** start of Dataset **

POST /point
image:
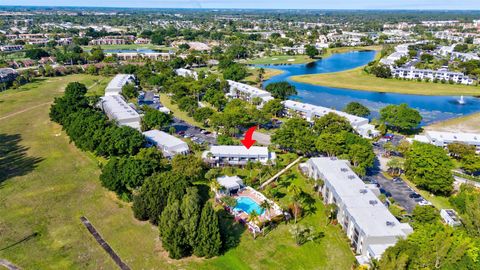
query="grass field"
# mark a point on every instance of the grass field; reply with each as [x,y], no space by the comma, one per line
[469,123]
[51,184]
[359,80]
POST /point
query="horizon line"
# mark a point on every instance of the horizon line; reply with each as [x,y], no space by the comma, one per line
[233,8]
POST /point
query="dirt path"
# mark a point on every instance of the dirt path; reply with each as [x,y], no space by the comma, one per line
[104,244]
[8,265]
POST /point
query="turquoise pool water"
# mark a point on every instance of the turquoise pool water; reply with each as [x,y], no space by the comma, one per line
[248,205]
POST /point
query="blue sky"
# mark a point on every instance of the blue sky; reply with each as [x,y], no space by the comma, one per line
[274,4]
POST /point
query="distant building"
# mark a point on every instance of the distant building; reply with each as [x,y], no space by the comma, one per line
[11,48]
[114,87]
[310,112]
[170,145]
[366,221]
[117,109]
[7,75]
[450,217]
[247,92]
[220,155]
[186,73]
[422,74]
[443,139]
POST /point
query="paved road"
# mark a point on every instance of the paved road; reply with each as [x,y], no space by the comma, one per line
[8,265]
[280,173]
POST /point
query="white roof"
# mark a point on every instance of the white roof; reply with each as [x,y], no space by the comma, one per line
[470,138]
[230,182]
[164,139]
[238,150]
[372,217]
[251,90]
[117,108]
[116,84]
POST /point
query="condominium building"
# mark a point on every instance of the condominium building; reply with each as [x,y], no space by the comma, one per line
[369,226]
[413,73]
[115,86]
[247,92]
[310,112]
[117,109]
[170,145]
[11,48]
[186,73]
[443,139]
[220,155]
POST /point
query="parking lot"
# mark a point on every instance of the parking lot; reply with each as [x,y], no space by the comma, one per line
[196,134]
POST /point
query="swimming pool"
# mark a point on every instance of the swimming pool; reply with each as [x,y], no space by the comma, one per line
[248,205]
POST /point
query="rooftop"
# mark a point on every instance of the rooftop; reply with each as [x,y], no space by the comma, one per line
[372,217]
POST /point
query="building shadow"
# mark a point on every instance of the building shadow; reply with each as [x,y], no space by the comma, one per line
[13,157]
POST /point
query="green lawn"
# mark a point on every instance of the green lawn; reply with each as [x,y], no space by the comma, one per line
[53,184]
[468,123]
[359,80]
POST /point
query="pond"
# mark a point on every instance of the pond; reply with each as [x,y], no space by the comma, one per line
[432,108]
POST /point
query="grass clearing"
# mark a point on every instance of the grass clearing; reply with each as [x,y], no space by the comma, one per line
[41,204]
[468,123]
[358,79]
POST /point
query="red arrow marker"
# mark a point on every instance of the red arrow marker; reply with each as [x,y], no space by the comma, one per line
[248,141]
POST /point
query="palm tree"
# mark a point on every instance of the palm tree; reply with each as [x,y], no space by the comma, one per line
[253,217]
[267,206]
[296,191]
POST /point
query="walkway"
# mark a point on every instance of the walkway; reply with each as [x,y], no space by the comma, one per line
[8,265]
[104,244]
[266,183]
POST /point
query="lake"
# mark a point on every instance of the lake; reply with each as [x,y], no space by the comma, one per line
[432,108]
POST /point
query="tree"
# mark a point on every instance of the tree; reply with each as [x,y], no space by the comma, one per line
[429,167]
[356,108]
[173,235]
[209,241]
[295,134]
[311,51]
[129,91]
[235,72]
[400,117]
[273,107]
[281,90]
[460,150]
[191,210]
[425,214]
[331,123]
[155,119]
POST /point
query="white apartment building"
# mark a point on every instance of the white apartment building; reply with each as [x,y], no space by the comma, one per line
[117,109]
[237,155]
[443,139]
[310,112]
[369,226]
[247,92]
[170,145]
[413,73]
[114,87]
[186,73]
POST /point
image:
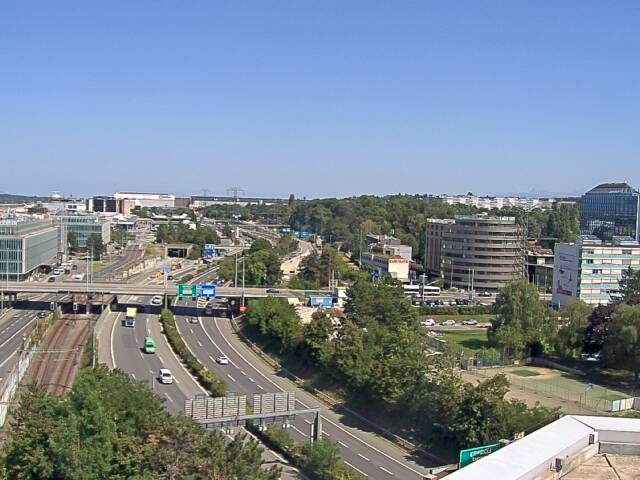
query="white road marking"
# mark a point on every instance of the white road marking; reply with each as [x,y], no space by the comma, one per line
[355,468]
[386,471]
[299,431]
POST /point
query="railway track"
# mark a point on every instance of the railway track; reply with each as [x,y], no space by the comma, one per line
[58,357]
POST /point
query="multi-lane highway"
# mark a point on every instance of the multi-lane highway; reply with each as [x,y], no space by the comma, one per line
[121,347]
[246,373]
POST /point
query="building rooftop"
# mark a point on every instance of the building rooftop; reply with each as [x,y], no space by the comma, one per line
[613,187]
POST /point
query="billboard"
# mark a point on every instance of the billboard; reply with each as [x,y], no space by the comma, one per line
[207,290]
[566,273]
[471,455]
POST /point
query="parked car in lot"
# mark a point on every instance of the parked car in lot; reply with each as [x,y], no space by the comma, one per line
[149,345]
[164,376]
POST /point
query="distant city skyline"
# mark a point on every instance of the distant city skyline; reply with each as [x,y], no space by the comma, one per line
[327,99]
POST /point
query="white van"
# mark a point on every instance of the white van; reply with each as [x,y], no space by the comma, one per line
[164,376]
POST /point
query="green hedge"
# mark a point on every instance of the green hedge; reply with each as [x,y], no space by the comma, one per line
[205,377]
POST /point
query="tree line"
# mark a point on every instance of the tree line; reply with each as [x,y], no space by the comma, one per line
[108,426]
[379,356]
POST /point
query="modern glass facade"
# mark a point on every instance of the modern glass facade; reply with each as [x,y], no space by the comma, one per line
[610,209]
[25,245]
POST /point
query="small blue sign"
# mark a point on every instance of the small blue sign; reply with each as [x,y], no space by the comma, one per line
[207,290]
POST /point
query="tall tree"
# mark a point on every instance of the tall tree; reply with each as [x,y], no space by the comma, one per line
[622,343]
[522,323]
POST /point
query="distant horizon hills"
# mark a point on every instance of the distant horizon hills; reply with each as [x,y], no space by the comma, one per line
[10,198]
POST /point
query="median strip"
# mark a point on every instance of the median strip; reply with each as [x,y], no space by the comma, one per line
[205,377]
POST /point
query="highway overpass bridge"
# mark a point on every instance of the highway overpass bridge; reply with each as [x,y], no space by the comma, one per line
[120,288]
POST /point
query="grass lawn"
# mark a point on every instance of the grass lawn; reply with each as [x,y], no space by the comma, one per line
[471,340]
[525,373]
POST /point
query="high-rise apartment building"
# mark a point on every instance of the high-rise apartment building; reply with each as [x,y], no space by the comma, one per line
[591,269]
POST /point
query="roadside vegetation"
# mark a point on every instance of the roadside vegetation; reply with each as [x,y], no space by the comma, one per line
[109,426]
[205,377]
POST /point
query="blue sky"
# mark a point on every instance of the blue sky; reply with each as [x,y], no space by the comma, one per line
[330,98]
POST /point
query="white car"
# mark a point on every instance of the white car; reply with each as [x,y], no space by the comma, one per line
[164,376]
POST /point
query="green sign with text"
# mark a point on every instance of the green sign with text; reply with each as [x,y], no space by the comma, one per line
[187,290]
[471,455]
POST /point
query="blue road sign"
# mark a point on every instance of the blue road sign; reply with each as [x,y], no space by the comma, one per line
[207,290]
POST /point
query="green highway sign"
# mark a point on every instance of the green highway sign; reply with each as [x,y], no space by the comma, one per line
[471,455]
[185,290]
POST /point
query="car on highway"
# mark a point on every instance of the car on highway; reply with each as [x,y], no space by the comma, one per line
[149,345]
[164,376]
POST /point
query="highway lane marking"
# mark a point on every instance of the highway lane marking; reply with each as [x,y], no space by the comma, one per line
[298,430]
[386,471]
[113,327]
[355,468]
[329,421]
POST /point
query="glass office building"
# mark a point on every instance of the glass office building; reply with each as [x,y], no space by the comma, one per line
[25,244]
[610,209]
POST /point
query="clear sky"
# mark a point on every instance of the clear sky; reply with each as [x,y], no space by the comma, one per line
[322,98]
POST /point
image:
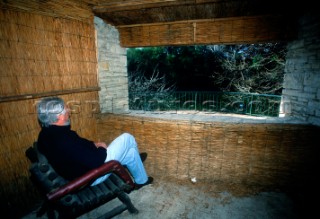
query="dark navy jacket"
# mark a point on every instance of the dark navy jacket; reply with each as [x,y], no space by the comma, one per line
[69,154]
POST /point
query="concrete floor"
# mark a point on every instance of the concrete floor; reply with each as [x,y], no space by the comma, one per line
[188,200]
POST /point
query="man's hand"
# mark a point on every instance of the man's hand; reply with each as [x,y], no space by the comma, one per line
[101,144]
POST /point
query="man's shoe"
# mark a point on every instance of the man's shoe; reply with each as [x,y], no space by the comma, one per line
[143,156]
[139,186]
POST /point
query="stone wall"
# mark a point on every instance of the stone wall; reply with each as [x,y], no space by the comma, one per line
[112,69]
[301,94]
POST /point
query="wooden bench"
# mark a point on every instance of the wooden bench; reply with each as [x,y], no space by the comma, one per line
[71,199]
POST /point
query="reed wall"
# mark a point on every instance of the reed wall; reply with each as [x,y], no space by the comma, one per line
[266,155]
[40,56]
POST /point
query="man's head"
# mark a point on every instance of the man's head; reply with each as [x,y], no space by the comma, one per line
[52,111]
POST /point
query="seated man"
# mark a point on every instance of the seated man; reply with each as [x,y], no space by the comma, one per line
[72,156]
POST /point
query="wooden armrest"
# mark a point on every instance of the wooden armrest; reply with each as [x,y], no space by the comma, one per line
[108,167]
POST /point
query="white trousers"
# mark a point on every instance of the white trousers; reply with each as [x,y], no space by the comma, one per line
[125,150]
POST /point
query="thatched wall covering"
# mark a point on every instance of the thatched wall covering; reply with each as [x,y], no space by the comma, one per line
[268,155]
[40,56]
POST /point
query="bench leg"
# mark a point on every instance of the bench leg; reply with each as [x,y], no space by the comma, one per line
[127,201]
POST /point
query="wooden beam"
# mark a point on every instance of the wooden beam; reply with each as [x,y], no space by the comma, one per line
[115,5]
[237,30]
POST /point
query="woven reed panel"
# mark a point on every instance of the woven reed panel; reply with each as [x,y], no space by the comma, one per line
[271,155]
[208,31]
[40,54]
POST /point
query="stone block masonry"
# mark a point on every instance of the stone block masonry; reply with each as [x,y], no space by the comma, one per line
[301,85]
[112,69]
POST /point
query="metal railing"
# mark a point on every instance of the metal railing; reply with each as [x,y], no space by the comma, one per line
[228,102]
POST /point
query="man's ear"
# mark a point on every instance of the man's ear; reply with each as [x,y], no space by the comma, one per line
[59,119]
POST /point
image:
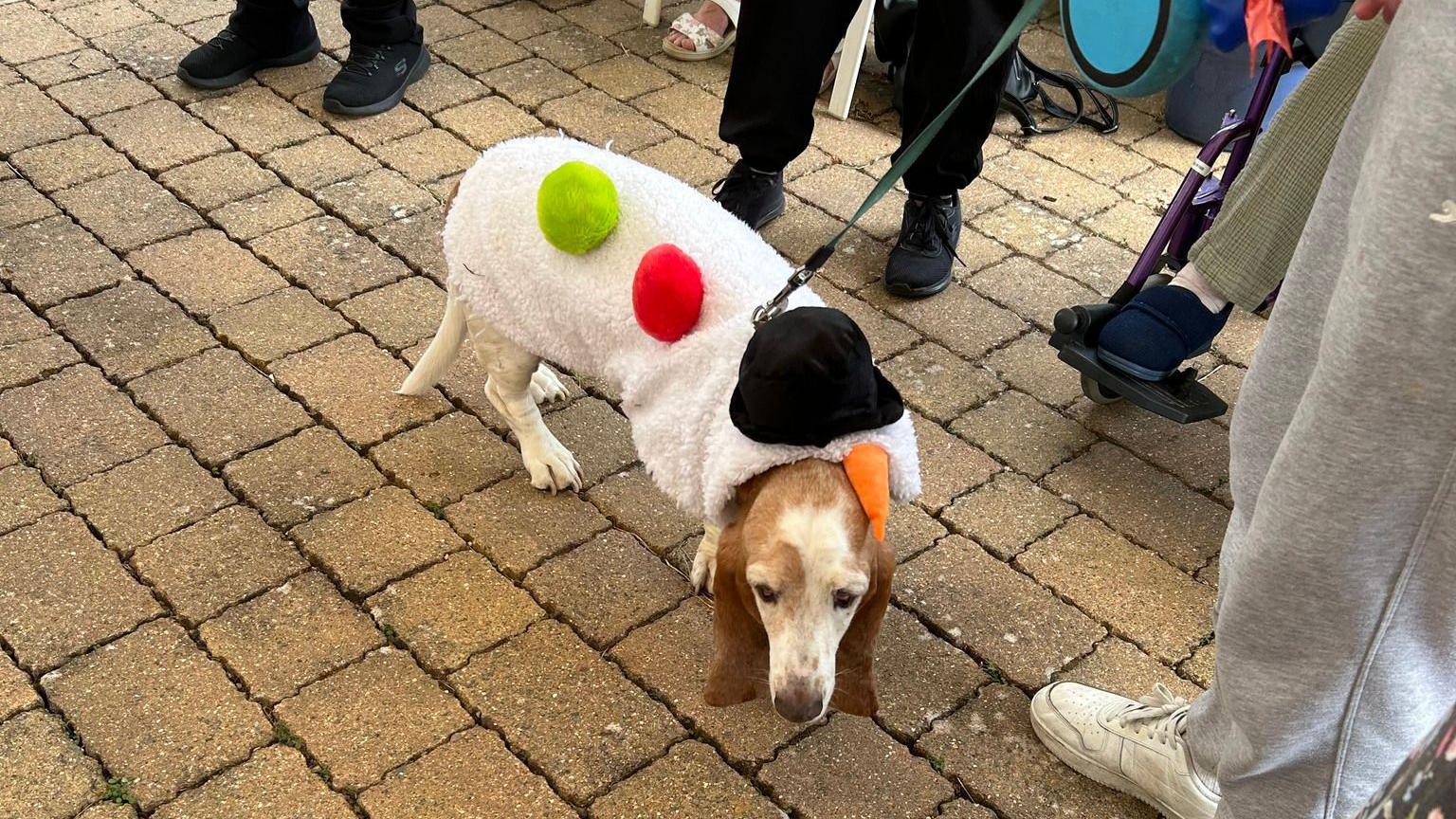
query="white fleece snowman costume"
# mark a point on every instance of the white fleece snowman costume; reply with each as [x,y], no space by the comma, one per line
[577,312]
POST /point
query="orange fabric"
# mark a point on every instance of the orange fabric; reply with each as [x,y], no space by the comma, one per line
[868,469]
[1265,21]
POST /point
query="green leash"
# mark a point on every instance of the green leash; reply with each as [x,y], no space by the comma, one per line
[897,168]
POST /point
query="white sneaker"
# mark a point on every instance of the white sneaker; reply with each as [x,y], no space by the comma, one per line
[1129,745]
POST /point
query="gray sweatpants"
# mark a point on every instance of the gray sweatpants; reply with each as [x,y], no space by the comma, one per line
[1337,604]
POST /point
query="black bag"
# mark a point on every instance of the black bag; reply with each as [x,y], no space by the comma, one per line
[1042,100]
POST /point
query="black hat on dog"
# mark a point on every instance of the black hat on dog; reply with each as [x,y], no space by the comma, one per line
[807,377]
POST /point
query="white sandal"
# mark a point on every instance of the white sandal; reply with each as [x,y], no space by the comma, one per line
[706,43]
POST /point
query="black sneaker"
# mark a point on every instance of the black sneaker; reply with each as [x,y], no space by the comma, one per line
[920,261]
[228,60]
[374,78]
[755,197]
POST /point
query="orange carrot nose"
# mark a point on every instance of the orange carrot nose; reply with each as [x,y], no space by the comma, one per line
[868,469]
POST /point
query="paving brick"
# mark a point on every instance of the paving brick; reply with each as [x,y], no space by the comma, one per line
[290,637]
[964,322]
[625,76]
[948,466]
[54,260]
[443,86]
[328,258]
[372,718]
[130,330]
[274,325]
[937,384]
[43,773]
[68,162]
[32,118]
[1117,664]
[274,783]
[152,50]
[128,210]
[594,117]
[271,210]
[453,610]
[473,774]
[852,770]
[401,314]
[25,499]
[446,460]
[1008,513]
[597,434]
[657,792]
[993,610]
[75,425]
[27,34]
[565,708]
[296,477]
[233,274]
[606,586]
[1136,593]
[351,384]
[633,503]
[156,683]
[991,749]
[257,119]
[159,135]
[372,541]
[1024,433]
[216,563]
[21,205]
[480,51]
[530,82]
[219,179]
[1148,506]
[147,498]
[519,526]
[16,693]
[374,198]
[670,658]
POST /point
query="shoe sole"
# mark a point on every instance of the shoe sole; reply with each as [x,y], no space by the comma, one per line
[228,81]
[1100,774]
[334,106]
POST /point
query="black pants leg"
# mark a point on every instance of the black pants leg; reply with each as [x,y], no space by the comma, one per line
[777,67]
[382,22]
[951,40]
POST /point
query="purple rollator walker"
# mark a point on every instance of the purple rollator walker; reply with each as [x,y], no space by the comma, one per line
[1190,214]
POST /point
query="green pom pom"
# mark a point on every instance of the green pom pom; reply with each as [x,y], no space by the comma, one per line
[577,208]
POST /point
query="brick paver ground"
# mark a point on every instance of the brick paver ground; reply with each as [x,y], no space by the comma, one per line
[239,577]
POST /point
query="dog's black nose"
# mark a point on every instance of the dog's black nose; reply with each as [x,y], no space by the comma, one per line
[798,704]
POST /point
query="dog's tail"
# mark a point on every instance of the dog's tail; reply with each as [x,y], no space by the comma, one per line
[440,353]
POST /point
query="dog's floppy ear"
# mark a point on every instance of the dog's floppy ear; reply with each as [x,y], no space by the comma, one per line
[740,643]
[855,661]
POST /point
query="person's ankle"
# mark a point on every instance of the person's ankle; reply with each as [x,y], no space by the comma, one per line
[1190,279]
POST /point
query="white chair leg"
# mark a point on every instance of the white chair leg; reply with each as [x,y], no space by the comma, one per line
[853,54]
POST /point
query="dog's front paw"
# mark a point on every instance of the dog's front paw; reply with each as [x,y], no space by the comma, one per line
[546,388]
[552,466]
[705,563]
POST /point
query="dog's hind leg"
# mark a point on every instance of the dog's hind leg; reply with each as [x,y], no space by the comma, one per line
[440,353]
[511,376]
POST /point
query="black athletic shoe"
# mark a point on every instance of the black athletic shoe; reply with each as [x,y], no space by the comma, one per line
[920,261]
[755,197]
[228,60]
[374,78]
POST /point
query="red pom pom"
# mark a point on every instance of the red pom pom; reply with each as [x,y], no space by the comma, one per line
[667,293]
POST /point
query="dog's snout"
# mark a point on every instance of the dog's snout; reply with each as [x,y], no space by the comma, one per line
[798,702]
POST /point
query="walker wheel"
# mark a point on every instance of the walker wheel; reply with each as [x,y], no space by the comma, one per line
[1097,392]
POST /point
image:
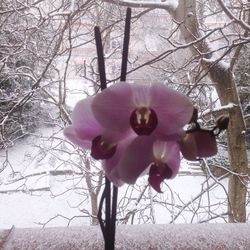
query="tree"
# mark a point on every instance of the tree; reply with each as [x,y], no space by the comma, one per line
[185,14]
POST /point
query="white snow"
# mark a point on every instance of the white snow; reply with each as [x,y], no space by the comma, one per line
[139,237]
[220,108]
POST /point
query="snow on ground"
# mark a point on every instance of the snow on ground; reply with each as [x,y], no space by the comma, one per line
[139,237]
[185,199]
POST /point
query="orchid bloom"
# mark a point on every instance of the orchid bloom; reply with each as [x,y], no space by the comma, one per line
[144,109]
[137,129]
[144,155]
[87,133]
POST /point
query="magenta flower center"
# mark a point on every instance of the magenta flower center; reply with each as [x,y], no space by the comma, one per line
[143,121]
[101,149]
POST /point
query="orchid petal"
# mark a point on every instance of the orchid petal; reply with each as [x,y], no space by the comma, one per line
[156,178]
[136,158]
[113,106]
[188,147]
[173,109]
[172,157]
[84,122]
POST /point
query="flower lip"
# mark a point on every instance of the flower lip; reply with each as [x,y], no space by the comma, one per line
[157,173]
[101,149]
[143,121]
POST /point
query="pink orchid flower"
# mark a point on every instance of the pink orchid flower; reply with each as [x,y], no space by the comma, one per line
[135,128]
[87,133]
[145,108]
[144,155]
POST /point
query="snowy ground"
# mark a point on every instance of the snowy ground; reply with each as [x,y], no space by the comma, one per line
[140,237]
[43,197]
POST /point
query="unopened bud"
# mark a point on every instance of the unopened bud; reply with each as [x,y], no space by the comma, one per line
[222,122]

** end of Dataset **

▶ **Written instruction**
Count the lines in the data above that contain the string "flower". Reply with the number alone.

▶ **Correct result**
6